▸ **Work instruction**
Please copy every line from the following entries in which the word "rack" appears.

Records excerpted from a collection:
=-=-=

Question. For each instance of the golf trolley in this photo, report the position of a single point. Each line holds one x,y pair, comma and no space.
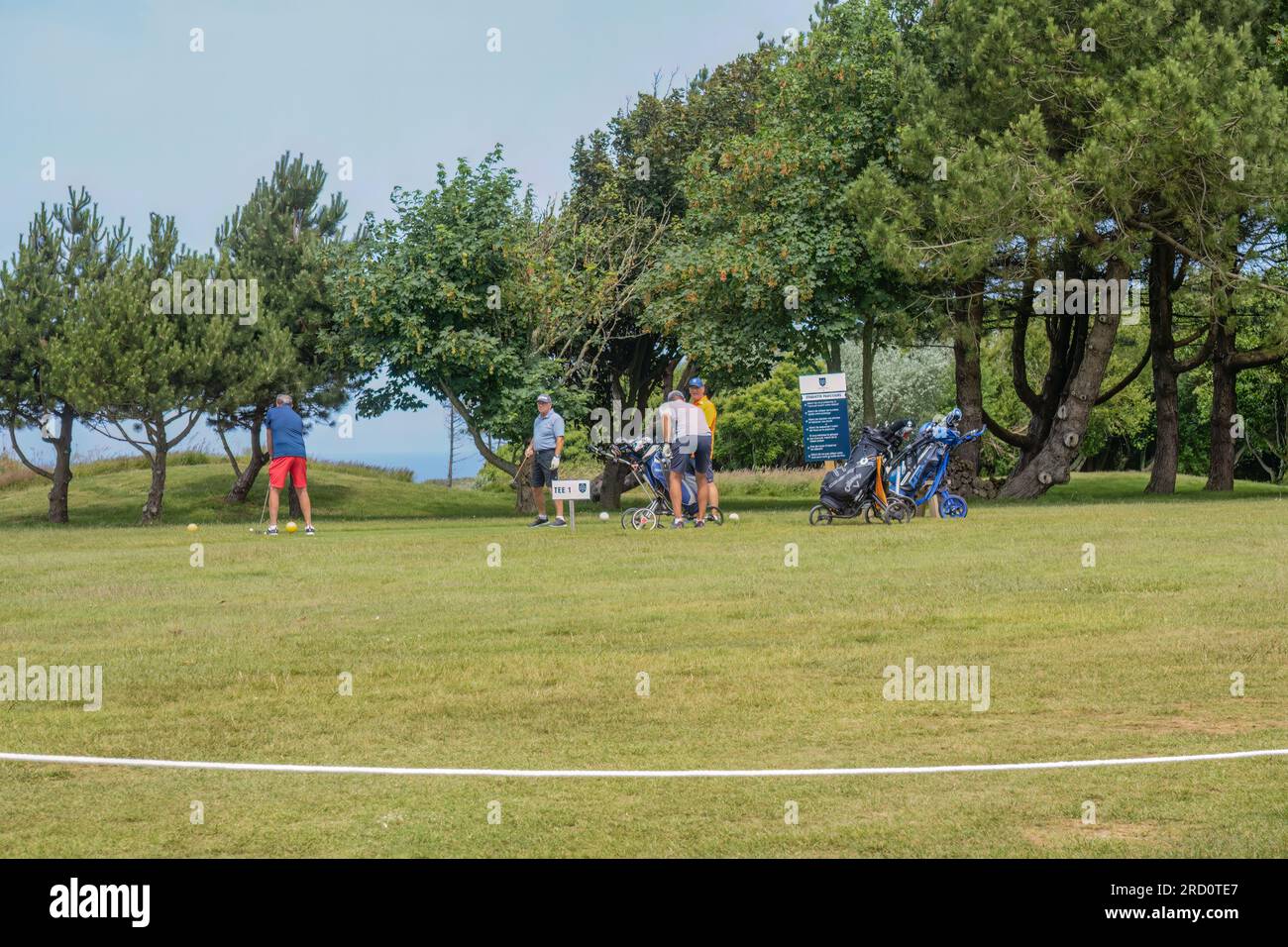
859,484
926,459
647,466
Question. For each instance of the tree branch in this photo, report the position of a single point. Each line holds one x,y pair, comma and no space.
488,454
13,440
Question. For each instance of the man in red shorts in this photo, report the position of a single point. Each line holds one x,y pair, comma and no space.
286,449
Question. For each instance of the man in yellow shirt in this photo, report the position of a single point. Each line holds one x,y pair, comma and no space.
698,395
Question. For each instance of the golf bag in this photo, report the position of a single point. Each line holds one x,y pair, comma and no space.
651,472
919,471
853,486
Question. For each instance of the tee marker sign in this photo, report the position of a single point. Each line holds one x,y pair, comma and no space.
571,491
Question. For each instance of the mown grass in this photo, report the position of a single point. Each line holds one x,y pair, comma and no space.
111,492
751,663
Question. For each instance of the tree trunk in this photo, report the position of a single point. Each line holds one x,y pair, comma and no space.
156,491
967,322
62,476
451,445
1167,440
833,356
1060,446
608,487
870,410
245,482
522,487
1224,407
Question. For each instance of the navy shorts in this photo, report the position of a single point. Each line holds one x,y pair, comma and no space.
696,446
541,474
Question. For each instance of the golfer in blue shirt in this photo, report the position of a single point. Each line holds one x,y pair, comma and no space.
545,449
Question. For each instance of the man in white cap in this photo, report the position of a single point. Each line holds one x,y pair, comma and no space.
545,449
686,434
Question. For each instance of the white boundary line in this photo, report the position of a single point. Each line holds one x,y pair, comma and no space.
623,774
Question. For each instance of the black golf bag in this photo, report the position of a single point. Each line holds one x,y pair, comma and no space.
849,488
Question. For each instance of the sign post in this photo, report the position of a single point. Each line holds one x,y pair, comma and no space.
571,491
824,418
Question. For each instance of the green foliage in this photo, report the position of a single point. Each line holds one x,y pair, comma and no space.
430,304
283,237
906,382
767,260
760,425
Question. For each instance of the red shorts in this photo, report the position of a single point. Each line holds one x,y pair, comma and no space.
295,467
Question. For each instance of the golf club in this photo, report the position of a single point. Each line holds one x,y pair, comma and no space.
265,509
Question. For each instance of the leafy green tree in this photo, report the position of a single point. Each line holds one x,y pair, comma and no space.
1067,136
44,292
768,260
430,305
760,425
153,360
282,239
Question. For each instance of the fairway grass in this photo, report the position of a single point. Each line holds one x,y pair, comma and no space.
535,663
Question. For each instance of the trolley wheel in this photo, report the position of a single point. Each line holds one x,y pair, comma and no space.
644,519
952,505
900,510
820,514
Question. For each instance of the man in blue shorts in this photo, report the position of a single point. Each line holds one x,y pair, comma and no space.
545,449
686,436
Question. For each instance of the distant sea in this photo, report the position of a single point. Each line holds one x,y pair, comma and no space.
424,467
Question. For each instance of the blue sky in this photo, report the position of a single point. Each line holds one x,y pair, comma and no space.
115,95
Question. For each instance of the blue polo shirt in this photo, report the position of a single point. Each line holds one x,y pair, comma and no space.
545,431
287,431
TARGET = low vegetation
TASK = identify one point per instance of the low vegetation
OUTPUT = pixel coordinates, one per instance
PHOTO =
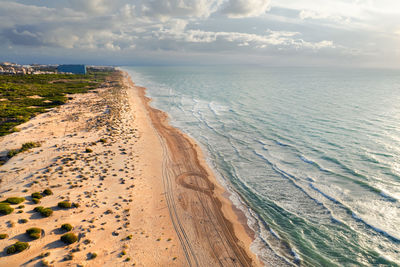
(3, 236)
(29, 95)
(15, 200)
(34, 232)
(47, 192)
(5, 208)
(69, 238)
(64, 204)
(25, 147)
(66, 227)
(17, 247)
(45, 212)
(37, 195)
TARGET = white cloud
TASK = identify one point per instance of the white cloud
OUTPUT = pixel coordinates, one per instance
(334, 28)
(245, 8)
(165, 9)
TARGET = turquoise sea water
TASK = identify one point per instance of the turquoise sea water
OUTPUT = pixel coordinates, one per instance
(314, 154)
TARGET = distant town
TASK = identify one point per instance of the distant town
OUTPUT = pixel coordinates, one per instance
(8, 68)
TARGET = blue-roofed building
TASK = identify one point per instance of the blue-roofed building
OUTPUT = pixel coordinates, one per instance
(75, 69)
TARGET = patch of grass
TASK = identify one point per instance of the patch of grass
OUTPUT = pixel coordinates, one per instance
(3, 236)
(37, 195)
(64, 204)
(5, 208)
(17, 89)
(17, 247)
(25, 147)
(34, 232)
(11, 153)
(67, 227)
(92, 255)
(47, 192)
(15, 200)
(69, 238)
(45, 212)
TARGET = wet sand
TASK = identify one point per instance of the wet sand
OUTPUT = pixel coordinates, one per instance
(208, 226)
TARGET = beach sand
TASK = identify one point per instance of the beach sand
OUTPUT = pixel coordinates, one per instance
(146, 196)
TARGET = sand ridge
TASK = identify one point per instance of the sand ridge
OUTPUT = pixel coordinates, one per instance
(207, 224)
(122, 216)
(146, 196)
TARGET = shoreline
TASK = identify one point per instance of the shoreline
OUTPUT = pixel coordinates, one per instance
(145, 194)
(218, 217)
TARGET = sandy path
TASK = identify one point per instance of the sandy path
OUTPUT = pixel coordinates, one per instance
(146, 197)
(205, 222)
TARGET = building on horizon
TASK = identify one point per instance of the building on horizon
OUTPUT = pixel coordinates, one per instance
(74, 69)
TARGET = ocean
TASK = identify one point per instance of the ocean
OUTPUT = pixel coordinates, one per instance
(311, 154)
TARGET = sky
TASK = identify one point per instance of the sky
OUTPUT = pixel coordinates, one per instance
(360, 33)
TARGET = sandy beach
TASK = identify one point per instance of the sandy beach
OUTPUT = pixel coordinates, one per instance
(145, 194)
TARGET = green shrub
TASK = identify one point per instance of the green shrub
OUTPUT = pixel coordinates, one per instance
(67, 227)
(3, 236)
(38, 208)
(15, 200)
(29, 145)
(5, 208)
(64, 204)
(45, 212)
(36, 195)
(69, 238)
(92, 255)
(34, 232)
(17, 247)
(11, 153)
(47, 192)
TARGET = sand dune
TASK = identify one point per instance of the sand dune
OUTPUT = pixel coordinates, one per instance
(145, 195)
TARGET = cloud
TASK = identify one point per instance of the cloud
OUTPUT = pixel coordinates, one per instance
(141, 27)
(165, 9)
(245, 8)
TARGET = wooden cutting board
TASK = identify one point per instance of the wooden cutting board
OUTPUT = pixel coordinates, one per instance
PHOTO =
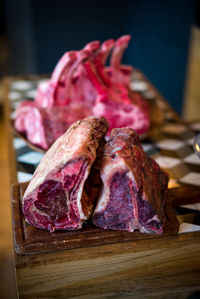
(29, 240)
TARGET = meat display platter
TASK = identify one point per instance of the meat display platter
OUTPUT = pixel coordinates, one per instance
(156, 119)
(29, 240)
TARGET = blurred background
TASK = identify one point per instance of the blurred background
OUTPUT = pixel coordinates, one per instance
(34, 34)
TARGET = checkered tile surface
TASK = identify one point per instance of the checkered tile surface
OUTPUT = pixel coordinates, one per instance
(172, 148)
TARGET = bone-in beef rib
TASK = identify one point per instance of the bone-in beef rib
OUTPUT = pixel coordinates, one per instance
(56, 197)
(134, 187)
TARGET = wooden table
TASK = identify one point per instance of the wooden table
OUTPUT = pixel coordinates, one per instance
(164, 267)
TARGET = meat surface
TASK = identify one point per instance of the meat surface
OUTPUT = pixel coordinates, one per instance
(81, 85)
(134, 188)
(57, 196)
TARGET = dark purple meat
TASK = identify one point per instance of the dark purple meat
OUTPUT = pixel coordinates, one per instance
(57, 196)
(134, 187)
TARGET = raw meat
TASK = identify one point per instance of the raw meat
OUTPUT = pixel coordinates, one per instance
(134, 187)
(56, 197)
(42, 126)
(82, 85)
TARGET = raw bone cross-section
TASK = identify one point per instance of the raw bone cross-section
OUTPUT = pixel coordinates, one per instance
(134, 187)
(57, 196)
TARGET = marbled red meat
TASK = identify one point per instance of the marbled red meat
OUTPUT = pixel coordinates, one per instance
(57, 196)
(134, 187)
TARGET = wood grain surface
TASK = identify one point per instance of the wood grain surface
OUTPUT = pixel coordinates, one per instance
(162, 267)
(165, 268)
(29, 239)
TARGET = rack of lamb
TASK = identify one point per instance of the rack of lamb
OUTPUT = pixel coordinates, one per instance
(82, 85)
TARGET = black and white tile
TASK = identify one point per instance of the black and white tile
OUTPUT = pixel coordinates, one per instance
(172, 149)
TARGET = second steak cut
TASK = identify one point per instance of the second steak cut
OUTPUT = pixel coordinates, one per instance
(57, 196)
(134, 187)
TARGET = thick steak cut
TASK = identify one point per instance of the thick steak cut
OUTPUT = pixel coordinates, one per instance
(134, 187)
(56, 197)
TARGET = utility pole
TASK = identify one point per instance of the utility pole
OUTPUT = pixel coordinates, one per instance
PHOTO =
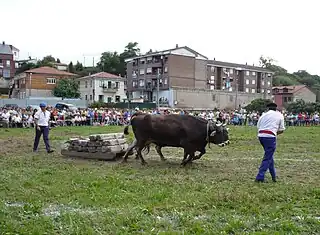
(237, 87)
(158, 80)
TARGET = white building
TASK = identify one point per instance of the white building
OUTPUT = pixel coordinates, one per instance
(103, 87)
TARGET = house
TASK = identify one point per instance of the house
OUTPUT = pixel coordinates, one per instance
(8, 55)
(186, 70)
(37, 82)
(103, 87)
(283, 95)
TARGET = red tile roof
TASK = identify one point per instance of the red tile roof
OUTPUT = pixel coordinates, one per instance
(49, 70)
(292, 89)
(103, 75)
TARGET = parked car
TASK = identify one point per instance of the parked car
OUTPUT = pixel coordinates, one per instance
(61, 106)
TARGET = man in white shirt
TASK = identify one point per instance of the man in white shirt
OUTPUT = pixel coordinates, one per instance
(41, 121)
(270, 124)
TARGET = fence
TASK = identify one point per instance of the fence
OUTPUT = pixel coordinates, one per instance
(49, 101)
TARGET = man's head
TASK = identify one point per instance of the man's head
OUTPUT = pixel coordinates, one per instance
(272, 106)
(43, 106)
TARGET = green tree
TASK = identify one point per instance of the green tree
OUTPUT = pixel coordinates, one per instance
(110, 62)
(71, 68)
(130, 50)
(67, 88)
(258, 105)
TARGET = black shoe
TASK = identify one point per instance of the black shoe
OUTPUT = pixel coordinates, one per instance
(259, 181)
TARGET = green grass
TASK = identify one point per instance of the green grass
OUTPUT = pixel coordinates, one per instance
(50, 194)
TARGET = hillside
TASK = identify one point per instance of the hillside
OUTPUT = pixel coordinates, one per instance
(301, 77)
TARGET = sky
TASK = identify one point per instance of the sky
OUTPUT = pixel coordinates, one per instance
(236, 31)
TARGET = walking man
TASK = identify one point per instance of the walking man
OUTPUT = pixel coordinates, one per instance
(270, 124)
(41, 121)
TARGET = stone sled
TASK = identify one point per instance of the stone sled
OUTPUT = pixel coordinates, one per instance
(101, 147)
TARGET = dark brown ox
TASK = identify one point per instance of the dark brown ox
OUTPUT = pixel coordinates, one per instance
(158, 147)
(185, 131)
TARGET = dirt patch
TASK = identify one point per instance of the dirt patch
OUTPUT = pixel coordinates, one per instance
(14, 145)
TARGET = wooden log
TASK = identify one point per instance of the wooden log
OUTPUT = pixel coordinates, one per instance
(99, 156)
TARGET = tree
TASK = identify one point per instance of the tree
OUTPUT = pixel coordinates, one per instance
(67, 88)
(110, 62)
(71, 67)
(258, 105)
(130, 50)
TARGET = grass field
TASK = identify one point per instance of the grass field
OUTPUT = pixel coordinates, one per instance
(50, 194)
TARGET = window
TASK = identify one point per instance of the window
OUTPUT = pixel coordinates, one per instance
(149, 70)
(141, 82)
(6, 73)
(51, 81)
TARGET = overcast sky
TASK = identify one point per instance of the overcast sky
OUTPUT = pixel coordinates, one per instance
(228, 30)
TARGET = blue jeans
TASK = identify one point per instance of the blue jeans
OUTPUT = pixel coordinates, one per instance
(44, 130)
(269, 145)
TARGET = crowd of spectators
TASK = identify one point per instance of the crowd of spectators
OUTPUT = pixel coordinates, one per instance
(23, 118)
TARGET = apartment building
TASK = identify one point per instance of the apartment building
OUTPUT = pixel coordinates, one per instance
(181, 70)
(38, 82)
(102, 87)
(284, 95)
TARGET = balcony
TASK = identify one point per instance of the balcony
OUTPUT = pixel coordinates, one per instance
(110, 89)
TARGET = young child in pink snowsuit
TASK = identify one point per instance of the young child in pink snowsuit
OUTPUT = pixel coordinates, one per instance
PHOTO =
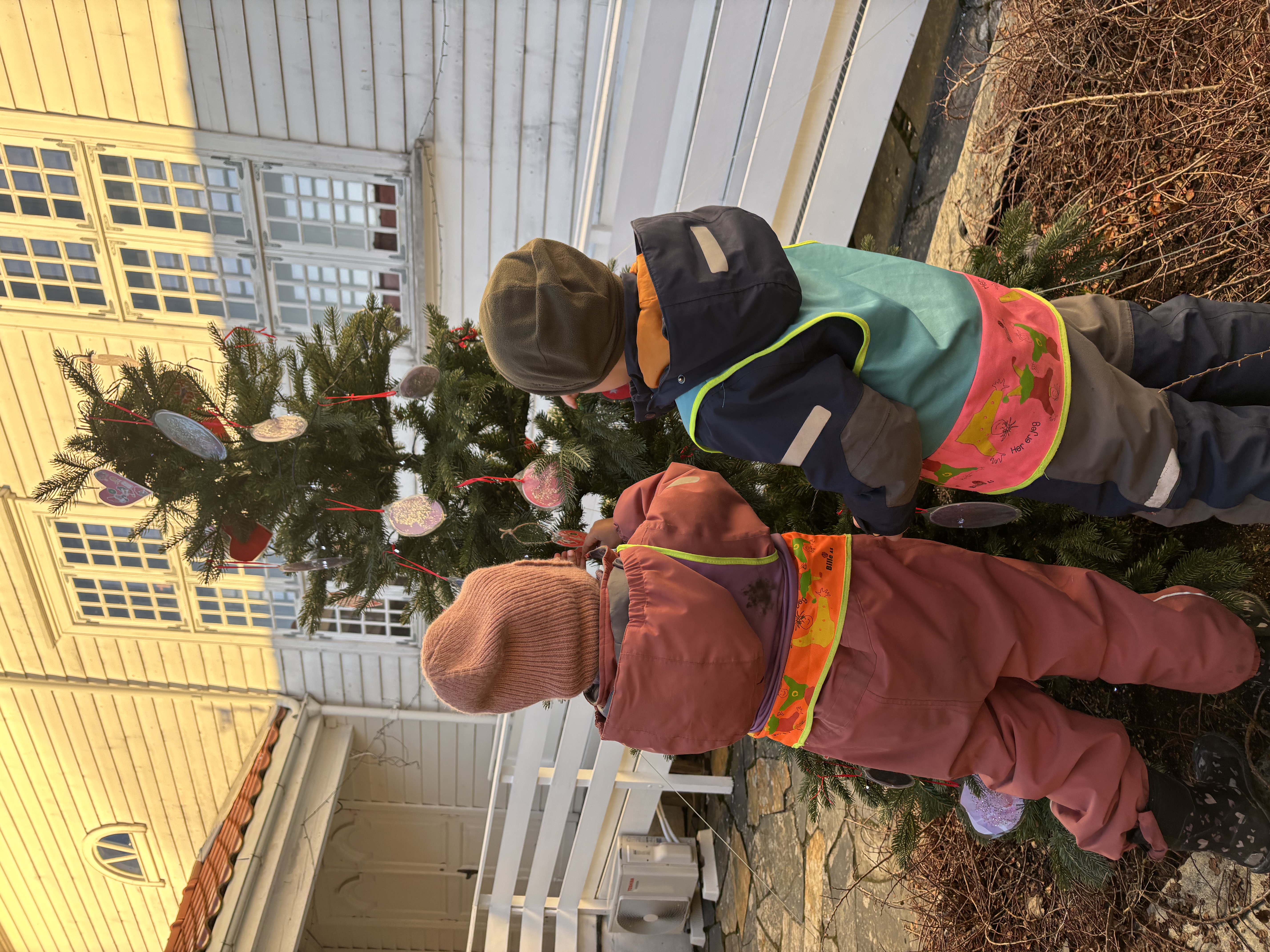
(900, 656)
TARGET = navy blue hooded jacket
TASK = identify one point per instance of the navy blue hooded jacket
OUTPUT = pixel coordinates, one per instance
(728, 292)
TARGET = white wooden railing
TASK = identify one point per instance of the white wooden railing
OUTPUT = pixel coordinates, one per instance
(622, 793)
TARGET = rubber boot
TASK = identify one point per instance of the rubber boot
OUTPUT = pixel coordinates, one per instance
(1255, 692)
(1222, 813)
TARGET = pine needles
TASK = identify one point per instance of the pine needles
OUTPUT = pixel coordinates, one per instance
(1070, 252)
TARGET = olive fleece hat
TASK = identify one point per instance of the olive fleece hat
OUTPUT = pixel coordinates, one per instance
(517, 634)
(553, 319)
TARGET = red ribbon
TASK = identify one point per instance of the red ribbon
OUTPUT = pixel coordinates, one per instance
(414, 565)
(255, 330)
(341, 507)
(333, 402)
(489, 479)
(119, 407)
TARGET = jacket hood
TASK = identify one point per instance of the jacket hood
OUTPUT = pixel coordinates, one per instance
(727, 291)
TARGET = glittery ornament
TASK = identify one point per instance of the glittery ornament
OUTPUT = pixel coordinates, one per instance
(543, 485)
(972, 516)
(418, 383)
(992, 814)
(119, 490)
(416, 516)
(277, 430)
(312, 565)
(190, 435)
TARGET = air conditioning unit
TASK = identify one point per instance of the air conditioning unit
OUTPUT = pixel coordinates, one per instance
(652, 889)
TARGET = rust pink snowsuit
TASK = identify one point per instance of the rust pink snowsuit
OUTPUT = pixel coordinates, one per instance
(936, 666)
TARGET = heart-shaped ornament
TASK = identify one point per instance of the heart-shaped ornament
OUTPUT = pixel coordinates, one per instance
(416, 516)
(543, 487)
(119, 490)
(252, 548)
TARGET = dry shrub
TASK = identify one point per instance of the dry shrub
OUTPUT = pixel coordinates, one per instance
(967, 897)
(1161, 172)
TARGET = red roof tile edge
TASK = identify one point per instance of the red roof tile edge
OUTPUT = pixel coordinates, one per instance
(201, 900)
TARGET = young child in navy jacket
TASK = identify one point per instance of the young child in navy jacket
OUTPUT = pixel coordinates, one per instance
(874, 372)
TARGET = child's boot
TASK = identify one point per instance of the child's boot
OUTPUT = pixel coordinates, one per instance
(1222, 812)
(1255, 692)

=-=-=

▸ **Task answer**
TARGET = rack of lamb
TASK = identify one point per instance of the rack of lamb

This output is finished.